Write out exactly the lines of the entries below from the one holding "Tag every instance of the student with long" to the one holding "Tag every instance of the man's face", inclusive, and leave out all other lines.

------ Available data

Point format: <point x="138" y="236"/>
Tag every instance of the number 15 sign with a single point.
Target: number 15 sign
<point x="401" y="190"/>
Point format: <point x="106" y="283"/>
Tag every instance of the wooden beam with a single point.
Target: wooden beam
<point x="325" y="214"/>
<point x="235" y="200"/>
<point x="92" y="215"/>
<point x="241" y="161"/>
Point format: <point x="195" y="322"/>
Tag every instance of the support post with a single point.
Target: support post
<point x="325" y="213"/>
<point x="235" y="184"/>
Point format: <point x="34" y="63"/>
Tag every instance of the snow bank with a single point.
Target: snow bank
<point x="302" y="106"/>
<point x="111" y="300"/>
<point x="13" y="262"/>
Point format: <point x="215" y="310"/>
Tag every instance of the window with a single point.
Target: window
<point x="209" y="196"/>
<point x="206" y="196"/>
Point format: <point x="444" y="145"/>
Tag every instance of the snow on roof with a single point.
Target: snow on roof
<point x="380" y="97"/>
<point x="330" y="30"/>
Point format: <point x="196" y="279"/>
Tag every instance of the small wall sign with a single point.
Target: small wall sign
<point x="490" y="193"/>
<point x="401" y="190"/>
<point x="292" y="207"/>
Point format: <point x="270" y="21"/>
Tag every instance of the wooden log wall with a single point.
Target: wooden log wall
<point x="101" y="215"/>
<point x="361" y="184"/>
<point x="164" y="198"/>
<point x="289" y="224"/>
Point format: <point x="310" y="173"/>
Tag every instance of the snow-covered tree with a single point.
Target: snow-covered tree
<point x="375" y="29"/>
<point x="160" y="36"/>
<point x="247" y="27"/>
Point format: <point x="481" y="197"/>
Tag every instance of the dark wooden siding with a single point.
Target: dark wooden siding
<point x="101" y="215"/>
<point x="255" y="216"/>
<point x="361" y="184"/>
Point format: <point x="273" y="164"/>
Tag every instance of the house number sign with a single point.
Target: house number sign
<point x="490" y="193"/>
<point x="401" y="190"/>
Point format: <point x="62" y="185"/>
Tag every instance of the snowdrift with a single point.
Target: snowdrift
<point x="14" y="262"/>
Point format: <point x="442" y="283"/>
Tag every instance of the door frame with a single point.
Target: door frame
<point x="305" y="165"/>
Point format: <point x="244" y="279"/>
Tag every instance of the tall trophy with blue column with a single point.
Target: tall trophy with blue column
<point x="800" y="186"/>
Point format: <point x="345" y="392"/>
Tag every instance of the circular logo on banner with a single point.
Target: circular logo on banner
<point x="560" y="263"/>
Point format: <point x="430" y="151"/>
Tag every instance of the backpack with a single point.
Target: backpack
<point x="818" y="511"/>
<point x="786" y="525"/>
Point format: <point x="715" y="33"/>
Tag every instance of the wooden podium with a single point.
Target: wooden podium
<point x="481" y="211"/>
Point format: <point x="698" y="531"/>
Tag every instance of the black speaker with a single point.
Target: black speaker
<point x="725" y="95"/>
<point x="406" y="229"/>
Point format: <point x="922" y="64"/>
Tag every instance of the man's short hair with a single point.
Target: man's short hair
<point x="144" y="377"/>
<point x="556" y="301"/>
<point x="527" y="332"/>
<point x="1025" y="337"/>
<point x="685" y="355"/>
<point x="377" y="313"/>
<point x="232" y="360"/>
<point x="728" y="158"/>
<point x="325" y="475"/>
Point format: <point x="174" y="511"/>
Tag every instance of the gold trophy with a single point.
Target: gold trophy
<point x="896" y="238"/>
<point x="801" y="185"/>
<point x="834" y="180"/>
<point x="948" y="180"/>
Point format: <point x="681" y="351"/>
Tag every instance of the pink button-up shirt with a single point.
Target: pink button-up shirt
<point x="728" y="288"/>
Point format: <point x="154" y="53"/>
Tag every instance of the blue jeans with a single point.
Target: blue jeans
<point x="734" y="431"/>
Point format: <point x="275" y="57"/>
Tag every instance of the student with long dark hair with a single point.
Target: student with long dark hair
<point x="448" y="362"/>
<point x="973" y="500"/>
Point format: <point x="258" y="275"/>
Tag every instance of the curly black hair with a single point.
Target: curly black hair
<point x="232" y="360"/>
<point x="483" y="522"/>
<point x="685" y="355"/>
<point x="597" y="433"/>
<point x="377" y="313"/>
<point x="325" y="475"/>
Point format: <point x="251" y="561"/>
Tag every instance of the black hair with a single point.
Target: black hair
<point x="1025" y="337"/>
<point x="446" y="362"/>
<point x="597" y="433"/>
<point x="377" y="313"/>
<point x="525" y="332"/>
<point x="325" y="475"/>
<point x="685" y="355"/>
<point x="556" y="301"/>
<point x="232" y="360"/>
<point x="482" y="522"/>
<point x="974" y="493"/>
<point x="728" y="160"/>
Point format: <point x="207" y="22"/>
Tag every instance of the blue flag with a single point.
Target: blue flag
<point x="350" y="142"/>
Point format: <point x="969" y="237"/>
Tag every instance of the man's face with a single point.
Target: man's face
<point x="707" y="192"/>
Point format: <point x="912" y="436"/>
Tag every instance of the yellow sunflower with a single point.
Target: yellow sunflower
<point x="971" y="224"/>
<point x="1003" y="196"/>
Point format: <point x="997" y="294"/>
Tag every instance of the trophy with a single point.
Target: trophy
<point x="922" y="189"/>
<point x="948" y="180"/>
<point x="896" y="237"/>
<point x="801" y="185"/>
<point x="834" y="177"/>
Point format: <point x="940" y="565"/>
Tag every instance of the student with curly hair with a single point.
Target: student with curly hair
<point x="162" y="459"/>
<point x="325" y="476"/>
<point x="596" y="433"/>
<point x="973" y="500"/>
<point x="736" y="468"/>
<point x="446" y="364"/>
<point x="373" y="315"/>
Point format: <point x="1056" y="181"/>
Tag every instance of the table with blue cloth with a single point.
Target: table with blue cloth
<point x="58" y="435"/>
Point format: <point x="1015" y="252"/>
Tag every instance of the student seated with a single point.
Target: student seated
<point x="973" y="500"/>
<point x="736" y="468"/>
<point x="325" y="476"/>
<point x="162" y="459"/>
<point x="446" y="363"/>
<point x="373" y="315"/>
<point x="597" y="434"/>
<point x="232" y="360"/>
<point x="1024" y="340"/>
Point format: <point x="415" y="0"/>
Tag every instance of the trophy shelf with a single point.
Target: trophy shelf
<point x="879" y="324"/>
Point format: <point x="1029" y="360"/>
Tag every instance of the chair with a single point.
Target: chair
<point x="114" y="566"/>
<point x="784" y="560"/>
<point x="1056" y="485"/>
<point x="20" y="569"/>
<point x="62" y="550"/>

------------

### Task result
Tag every instance of the student with long dark hair with a single point.
Target: student with long dark hair
<point x="448" y="362"/>
<point x="973" y="500"/>
Point format: <point x="258" y="275"/>
Tag every instance of the curly black hair with a single point.
Target: curly black hair
<point x="232" y="360"/>
<point x="483" y="522"/>
<point x="685" y="355"/>
<point x="597" y="433"/>
<point x="377" y="313"/>
<point x="325" y="475"/>
Point format: <point x="251" y="561"/>
Tag every instance of the black hair with a single point.
Target: black hair
<point x="1025" y="337"/>
<point x="446" y="362"/>
<point x="597" y="433"/>
<point x="377" y="313"/>
<point x="525" y="332"/>
<point x="325" y="475"/>
<point x="685" y="355"/>
<point x="556" y="301"/>
<point x="232" y="360"/>
<point x="482" y="522"/>
<point x="974" y="493"/>
<point x="728" y="160"/>
Point format: <point x="207" y="22"/>
Tag every instance of the blue flag with a single point.
Target: blue flag
<point x="350" y="142"/>
Point format: <point x="969" y="237"/>
Tag every instance of the man's face with a single point.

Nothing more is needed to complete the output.